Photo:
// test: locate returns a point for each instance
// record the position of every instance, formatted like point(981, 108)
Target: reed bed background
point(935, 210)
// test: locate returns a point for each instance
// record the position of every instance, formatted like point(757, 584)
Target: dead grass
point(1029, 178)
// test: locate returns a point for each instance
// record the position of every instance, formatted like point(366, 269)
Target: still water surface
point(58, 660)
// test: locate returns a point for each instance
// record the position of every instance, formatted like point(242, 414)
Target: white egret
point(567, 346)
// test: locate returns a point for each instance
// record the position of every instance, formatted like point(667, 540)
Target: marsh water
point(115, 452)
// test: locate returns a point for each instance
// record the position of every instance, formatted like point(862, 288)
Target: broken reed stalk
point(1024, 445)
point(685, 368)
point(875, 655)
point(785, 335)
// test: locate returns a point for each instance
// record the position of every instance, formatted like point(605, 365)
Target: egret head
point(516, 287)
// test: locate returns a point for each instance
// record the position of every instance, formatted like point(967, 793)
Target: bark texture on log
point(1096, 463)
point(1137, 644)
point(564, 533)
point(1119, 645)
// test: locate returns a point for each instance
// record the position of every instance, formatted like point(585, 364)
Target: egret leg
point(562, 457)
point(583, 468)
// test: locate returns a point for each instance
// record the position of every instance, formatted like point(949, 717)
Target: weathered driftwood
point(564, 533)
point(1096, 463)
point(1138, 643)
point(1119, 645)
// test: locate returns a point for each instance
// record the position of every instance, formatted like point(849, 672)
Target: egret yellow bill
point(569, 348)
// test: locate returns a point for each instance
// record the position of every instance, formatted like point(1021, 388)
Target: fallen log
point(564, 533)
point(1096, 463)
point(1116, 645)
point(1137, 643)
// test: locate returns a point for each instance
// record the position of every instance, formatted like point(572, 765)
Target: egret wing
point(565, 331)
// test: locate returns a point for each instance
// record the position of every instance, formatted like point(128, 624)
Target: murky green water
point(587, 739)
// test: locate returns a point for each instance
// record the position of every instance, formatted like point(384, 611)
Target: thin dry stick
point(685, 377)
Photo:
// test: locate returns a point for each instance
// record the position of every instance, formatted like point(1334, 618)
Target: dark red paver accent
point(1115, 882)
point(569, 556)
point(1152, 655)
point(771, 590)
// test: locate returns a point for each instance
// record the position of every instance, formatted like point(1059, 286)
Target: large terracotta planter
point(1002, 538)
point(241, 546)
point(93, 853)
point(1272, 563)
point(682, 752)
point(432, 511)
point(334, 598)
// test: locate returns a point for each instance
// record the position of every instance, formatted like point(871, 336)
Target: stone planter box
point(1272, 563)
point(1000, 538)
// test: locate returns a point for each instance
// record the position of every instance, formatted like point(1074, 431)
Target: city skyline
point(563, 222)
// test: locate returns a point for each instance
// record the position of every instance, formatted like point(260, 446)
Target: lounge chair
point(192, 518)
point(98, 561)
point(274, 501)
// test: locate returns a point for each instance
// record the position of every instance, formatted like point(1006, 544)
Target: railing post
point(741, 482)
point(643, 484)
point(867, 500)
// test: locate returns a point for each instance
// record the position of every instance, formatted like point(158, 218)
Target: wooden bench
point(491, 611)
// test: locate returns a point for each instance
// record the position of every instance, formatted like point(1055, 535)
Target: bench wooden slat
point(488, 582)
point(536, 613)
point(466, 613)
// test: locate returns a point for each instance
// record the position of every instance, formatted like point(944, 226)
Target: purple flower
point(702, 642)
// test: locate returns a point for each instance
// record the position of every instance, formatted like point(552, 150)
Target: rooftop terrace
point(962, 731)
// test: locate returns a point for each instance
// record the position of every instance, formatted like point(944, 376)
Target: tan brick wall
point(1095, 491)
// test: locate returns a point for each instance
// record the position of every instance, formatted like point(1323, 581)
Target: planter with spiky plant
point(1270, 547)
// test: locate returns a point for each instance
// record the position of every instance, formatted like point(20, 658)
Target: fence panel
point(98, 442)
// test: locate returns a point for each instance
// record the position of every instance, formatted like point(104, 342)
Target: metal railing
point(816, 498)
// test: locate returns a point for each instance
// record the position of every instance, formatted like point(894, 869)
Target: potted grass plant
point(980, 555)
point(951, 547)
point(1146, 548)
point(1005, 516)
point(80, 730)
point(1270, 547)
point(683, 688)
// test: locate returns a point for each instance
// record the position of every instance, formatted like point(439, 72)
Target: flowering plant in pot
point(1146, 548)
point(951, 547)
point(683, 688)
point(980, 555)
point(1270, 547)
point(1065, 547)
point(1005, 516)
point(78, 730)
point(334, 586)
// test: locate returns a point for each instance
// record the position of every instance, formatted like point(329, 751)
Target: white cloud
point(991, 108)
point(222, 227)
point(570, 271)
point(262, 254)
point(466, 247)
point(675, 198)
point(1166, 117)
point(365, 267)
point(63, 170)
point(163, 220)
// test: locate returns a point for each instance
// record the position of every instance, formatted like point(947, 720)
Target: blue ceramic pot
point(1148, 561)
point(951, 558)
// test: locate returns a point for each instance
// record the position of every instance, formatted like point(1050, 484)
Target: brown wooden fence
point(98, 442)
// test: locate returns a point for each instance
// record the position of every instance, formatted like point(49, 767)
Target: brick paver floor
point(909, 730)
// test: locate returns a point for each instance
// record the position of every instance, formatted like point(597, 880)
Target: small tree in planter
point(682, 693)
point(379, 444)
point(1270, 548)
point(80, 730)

PROBLEM DESCRIPTION: Rewrite all of the records above, replacing every "Target" with "Object" and leaving everything else unchanged.

OUTPUT OF THE EXERCISE:
Photo:
// test: locate returns a point for each instance
// record the position of every instance, formatted like point(981, 108)
Object: reed bed background
point(935, 210)
// test: locate returns a point for each instance
// record the position of every instance, formatted like point(757, 584)
Object: dead grass
point(1029, 178)
// test: locate returns a point for each instance
// record the position of every instance, formatted like point(366, 269)
Object: still water surface
point(58, 660)
// test: locate returns a point for each instance
// record the position of every instance, formatted like point(242, 414)
Object: white egret
point(567, 346)
// test: locate returns a point for each instance
// record the position of every instance, formatted like point(667, 540)
Object: marsh water
point(115, 452)
// test: locate returns a point for each instance
// record the position of every instance, formatted like point(862, 288)
Object: broken reed stalk
point(1024, 445)
point(685, 368)
point(875, 655)
point(785, 335)
// test: locate returns a point for each instance
// record the position of every instance, formatted like point(605, 365)
Object: egret head
point(516, 287)
// test: locate returns a point for each instance
// record the position of every instance, formatted like point(967, 793)
Object: bark texture on log
point(1096, 463)
point(1137, 644)
point(564, 533)
point(1119, 645)
// test: locate returns a point for each instance
// record the position of every instance, formatted like point(585, 364)
Object: egret leg
point(562, 457)
point(583, 468)
// test: locate returns a point for each instance
// record the position of every instance, formatted like point(949, 717)
Object: weathered driftwood
point(564, 533)
point(1096, 463)
point(1138, 643)
point(1119, 645)
// test: locate returns a point for each instance
// record the position of every instance, formatted like point(849, 672)
Object: egret yellow bill
point(569, 348)
// test: locate returns a point for each instance
// record the position of every instance, formatted like point(1021, 388)
Object: fallen log
point(564, 533)
point(1096, 463)
point(1116, 645)
point(1137, 643)
// test: locate returns a point for each instance
// record the position of every instance, formatted like point(572, 765)
Object: egret wing
point(565, 331)
// test: locate returns a point for each instance
// record the position of every instance, formatted like point(128, 624)
Object: murky green water
point(587, 739)
// test: locate returns a point for each instance
// record the position of every instance, formatted like point(384, 611)
Object: thin dry stick
point(685, 377)
Photo:
// test: locate returns a point for each instance
// record the position of every instance, formatted like point(1334, 618)
Object: dark red paver accent
point(1115, 882)
point(569, 556)
point(1152, 655)
point(771, 590)
// test: locate returns a point for each instance
// record the position of every instance, formatted like point(1059, 286)
Object: large terracotta planter
point(1002, 538)
point(241, 546)
point(93, 853)
point(1272, 563)
point(682, 752)
point(432, 511)
point(334, 598)
// test: locate returns a point for each instance
// record the position of every instance, formatted like point(871, 336)
Object: stone planter box
point(1272, 563)
point(1000, 538)
// test: locate returns a point for each instance
// record the position of every instance, formatted like point(1074, 431)
Object: city skyline
point(563, 222)
// test: locate returns a point for each instance
// record the position of every instance, formatted like point(260, 446)
Object: lounge chair
point(192, 518)
point(98, 561)
point(274, 501)
// test: locate returns a point for each instance
// record the position of every instance, formatted like point(1006, 544)
Object: railing post
point(741, 482)
point(643, 484)
point(867, 500)
// test: locate returns a point for each instance
// record the position of every instance, formatted like point(158, 218)
Object: wooden bench
point(491, 611)
// test: locate returns a point for each instance
// record the position of every instance, formatted like point(1055, 535)
Object: bench wooden slat
point(488, 582)
point(536, 613)
point(466, 613)
// test: locate returns a point for each instance
// record the position of every instance, formatted like point(944, 226)
Object: purple flower
point(702, 642)
// test: locate returns a point for each instance
// record the position of every instance, formatted like point(552, 150)
Object: rooftop terrace
point(962, 731)
// test: locate returns a point for each instance
// record the position of every instance, formatted like point(944, 376)
Object: tan brick wall
point(1095, 491)
// test: locate returns a point for each instance
// record the position of every instance, formatted like point(1323, 581)
Object: planter with spiky plant
point(1270, 547)
// test: locate returns a point for each instance
// record the position of every instance, formatted like point(20, 658)
Object: fence panel
point(98, 442)
// test: locate returns a point for each instance
// record the position of every instance, formatted like point(104, 342)
Object: metal railing
point(816, 498)
// test: locate returns a point for each instance
// record the position of every instance, formatted like point(894, 869)
Object: potted grass plant
point(980, 555)
point(951, 547)
point(1146, 548)
point(1005, 516)
point(80, 730)
point(1270, 547)
point(683, 688)
// test: locate returns a point for each instance
// record the position of every instance, formatted like point(439, 72)
Object: flowering plant in pot
point(1146, 548)
point(951, 547)
point(683, 688)
point(980, 555)
point(1270, 547)
point(1065, 547)
point(1005, 516)
point(78, 730)
point(334, 586)
// test: locate returns a point for each instance
// record the position of every instance, formatted like point(329, 751)
Object: white cloud
point(991, 108)
point(222, 227)
point(570, 271)
point(262, 254)
point(466, 247)
point(675, 198)
point(1166, 117)
point(365, 267)
point(63, 170)
point(163, 220)
// test: locate returns a point for each instance
// record the position of every instance, formatted like point(947, 720)
Object: blue ceramic pot
point(1148, 561)
point(951, 558)
// test: locate returns a point for each instance
// record the position of every instance, formatted like point(1050, 484)
Object: brown wooden fence
point(98, 442)
// test: locate returns a point for each instance
// record the position of every instance, formatted like point(49, 767)
Object: brick paver floor
point(909, 730)
// test: locate returns a point for each instance
// record the position of every instance, formatted like point(597, 880)
Object: small tree in planter
point(682, 693)
point(379, 444)
point(1270, 548)
point(80, 730)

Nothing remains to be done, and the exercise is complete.